Stored entries
----------
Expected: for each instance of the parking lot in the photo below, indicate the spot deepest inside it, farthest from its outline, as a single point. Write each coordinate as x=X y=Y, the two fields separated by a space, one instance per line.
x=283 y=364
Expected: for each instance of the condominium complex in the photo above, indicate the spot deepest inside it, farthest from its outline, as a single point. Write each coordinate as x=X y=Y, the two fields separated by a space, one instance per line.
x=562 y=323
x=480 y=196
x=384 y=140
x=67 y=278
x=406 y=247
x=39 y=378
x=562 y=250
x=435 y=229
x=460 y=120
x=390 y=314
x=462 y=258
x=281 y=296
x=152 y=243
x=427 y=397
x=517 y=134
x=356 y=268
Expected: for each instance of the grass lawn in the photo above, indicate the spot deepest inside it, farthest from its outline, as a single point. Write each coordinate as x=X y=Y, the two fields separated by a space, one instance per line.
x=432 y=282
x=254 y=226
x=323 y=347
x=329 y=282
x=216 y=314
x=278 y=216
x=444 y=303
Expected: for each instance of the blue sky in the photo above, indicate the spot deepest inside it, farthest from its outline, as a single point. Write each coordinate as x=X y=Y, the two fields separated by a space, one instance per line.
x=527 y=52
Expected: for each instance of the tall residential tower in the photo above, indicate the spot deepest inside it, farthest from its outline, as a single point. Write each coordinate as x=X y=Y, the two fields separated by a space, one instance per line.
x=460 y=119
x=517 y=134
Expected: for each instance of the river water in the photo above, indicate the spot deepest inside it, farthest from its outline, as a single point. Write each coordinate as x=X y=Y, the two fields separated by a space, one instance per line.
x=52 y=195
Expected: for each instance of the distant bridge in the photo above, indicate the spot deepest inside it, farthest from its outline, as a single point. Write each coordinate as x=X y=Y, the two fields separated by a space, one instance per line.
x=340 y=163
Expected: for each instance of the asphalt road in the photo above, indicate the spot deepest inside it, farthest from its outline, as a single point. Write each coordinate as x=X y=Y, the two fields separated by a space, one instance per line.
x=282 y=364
----------
## What is required:
Each line of the data is to be transcribed exactly, with nothing left out.

## Answer box:
Expected: for each instance of the parking lot in the photo below, indicate the spot deepest inside it, farthest from its outline, as a single point. Write each coordinate as x=X y=Y, the two fields separated by a space, one instance per line.
x=283 y=364
Expected: for each instance of the condominium complex in the photo above, indicate the spot deepest inside it, farthest from its outline, as a single point. Write each coordinate as x=X y=Y, the two fields separated by a space, one instance per line.
x=562 y=323
x=480 y=196
x=384 y=140
x=67 y=278
x=406 y=247
x=39 y=378
x=562 y=250
x=435 y=229
x=460 y=120
x=390 y=314
x=462 y=258
x=281 y=296
x=152 y=243
x=427 y=397
x=517 y=134
x=356 y=268
Expected: for each instance of the grass lawn in the photo above, indicate the spot deepest inside it, farthest from its outline, as a single point. Write each coordinate as x=X y=Y, the two fields separated by a space, one instance per line.
x=432 y=282
x=254 y=226
x=323 y=347
x=329 y=282
x=216 y=314
x=278 y=216
x=444 y=303
Expected: for each instance of the blue sky in the photo above, indicate the spot deepest inside it, farthest from its outline, as a single point. Write each coordinate as x=X y=Y, the two fields separated by a space, one instance per line.
x=527 y=52
Expected: for each instance of the tall residential tower in the photo above, indicate the spot deepest inside it, farthest from its outline, as a single point. Write each coordinate as x=X y=Y, the two fields separated by a space, one instance per line.
x=460 y=119
x=517 y=134
Expected: for each instance of the river water in the photo above, indicate the spot deepest inside it, farthest from its outline, as a single point. Write each coordinate as x=X y=Y, the two fields separated by a space, one instance per line.
x=52 y=195
Expected: for each instance of the distant bridge in the photo above, indicate the spot deepest inside it, farthest from its outline, as a single point. Write each coordinate as x=X y=Y, the two fields separated by a space, one instance per line.
x=340 y=163
Expected: for each instance of the asphalt road in the photo above, indicate the spot deepest inside it, farthest from its outline, as a single point. Write each coordinate as x=X y=Y, the two fields separated by a space, one instance per line.
x=282 y=364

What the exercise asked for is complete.